START Material for this task

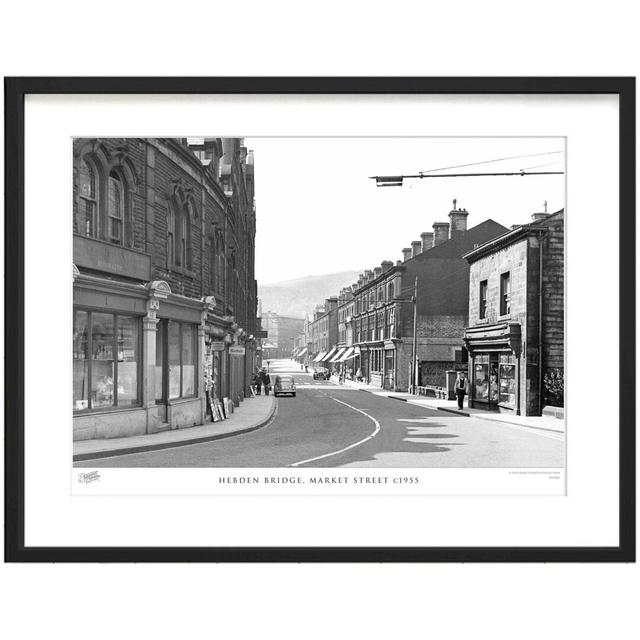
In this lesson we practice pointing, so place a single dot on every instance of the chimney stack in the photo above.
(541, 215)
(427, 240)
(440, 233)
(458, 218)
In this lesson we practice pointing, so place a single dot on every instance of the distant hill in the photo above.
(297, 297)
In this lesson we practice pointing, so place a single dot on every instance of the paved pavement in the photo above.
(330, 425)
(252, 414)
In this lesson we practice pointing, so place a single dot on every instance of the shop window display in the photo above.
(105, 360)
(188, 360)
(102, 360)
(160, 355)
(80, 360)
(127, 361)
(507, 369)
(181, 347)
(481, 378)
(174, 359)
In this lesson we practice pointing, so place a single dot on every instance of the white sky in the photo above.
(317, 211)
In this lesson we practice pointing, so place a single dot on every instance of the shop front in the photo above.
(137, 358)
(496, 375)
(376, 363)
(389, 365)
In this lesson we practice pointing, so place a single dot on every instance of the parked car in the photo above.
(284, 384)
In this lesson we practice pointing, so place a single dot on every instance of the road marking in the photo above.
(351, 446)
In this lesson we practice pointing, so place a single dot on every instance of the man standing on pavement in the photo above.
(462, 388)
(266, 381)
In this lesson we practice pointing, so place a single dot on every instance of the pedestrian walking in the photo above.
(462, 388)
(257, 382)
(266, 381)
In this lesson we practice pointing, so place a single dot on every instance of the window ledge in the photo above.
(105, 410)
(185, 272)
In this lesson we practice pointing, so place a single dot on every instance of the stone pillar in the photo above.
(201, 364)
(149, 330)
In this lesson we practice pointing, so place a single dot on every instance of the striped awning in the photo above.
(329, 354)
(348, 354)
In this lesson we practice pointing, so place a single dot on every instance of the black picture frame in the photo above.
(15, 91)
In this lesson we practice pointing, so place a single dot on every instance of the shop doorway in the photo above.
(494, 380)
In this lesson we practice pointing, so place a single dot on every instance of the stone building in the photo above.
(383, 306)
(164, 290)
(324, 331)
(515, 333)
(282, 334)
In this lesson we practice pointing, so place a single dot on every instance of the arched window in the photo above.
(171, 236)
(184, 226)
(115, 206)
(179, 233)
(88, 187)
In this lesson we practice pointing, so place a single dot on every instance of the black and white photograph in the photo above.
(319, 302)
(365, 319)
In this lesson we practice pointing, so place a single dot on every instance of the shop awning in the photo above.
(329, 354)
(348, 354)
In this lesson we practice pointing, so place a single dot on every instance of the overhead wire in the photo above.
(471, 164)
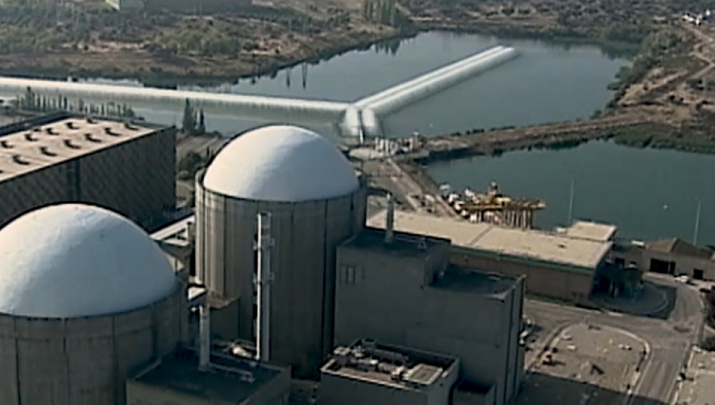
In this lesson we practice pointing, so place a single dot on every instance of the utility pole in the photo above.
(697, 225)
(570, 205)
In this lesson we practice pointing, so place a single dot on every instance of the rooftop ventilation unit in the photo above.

END Material for this task

• Work required:
When you retype the records, keep every word exactly as written and exclude the pictures.

• Solved problem:
In this lesson we practice pointing, so place a single dot on every instance of the chimney stack in the photo above.
(541, 215)
(427, 240)
(440, 233)
(458, 218)
In this lesson we practice pointing, so place a single dot on every instance of the distant hill in the photo above.
(297, 297)
In this lesson we practice pointing, so place a single dot on every instance of the paved pavement in the photo above.
(330, 425)
(252, 414)
In this lesson we practice pointing, so place a single dot on every instance of the shop window display in the photo above.
(105, 360)
(188, 360)
(102, 360)
(160, 355)
(80, 360)
(127, 361)
(507, 369)
(181, 347)
(481, 378)
(174, 359)
In this lesson we practice pointing, so place a single dot on every instance of the white sky in the photo above.
(317, 211)
In this lesson we practice pointing, so place a single dot on every instance of the shop front in the photo above.
(137, 358)
(496, 375)
(376, 363)
(389, 365)
In this lesson we practice pointing, so place a single dot on every instance of the parked car in the photo above.
(284, 384)
In this lesson we practice pointing, so place a single dot on every instance of the road marking in the photo above.
(351, 446)
In this lesson we practice pointing, so place a single dot on every instance of the man standing on pavement in the photo above.
(462, 388)
(266, 381)
In this lesson we practice pointing, so place a single dot on every instance of the pedestrian walking in the photo above.
(462, 388)
(257, 382)
(266, 381)
In this lesson we practice pointing, so place a single dot on every instance of the window ledge in the photo above.
(105, 410)
(185, 272)
In this lesson we practice pointing, so place a single dot on every instance of the stone pillar in the photo above.
(201, 364)
(149, 330)
In this lesson we practice pointing, so place a single dot on every instance of the striped awning in the photo above.
(329, 354)
(348, 354)
In this lesson we practice pointing, so place a single dot on every instance of the black picture frame in the photo above.
(15, 91)
In this lesson we practice pointing, so place a single dot on every instance of the shop doorway in the photo above.
(494, 380)
In this lesson we practice pointing, so place a single dot on every instance of the stone building in the photo above.
(383, 306)
(164, 290)
(324, 331)
(515, 333)
(282, 334)
In this lesson we practice pointing, so place a single dot on every instance of the arched window in the photo above.
(171, 236)
(184, 226)
(115, 206)
(179, 233)
(88, 187)
In this lesson we practice pointing, so place a single dot on every instance of the black and white photograph in the photo above.
(319, 302)
(365, 319)
In this lesson we practice pointing, so place a single dot on every instance of the shop awning in the photo above.
(329, 354)
(348, 354)
In this lesson we practice pointing, so place a single dot on every instance of the overhead wire in the photo above.
(471, 164)
In this lesson we practice pointing, so place a single dot on every instance of the utility pole in the photo above.
(697, 225)
(570, 205)
In this lesson we practice pointing, so place a single dot on every instance of the rooftop ventilation unit in the photo above.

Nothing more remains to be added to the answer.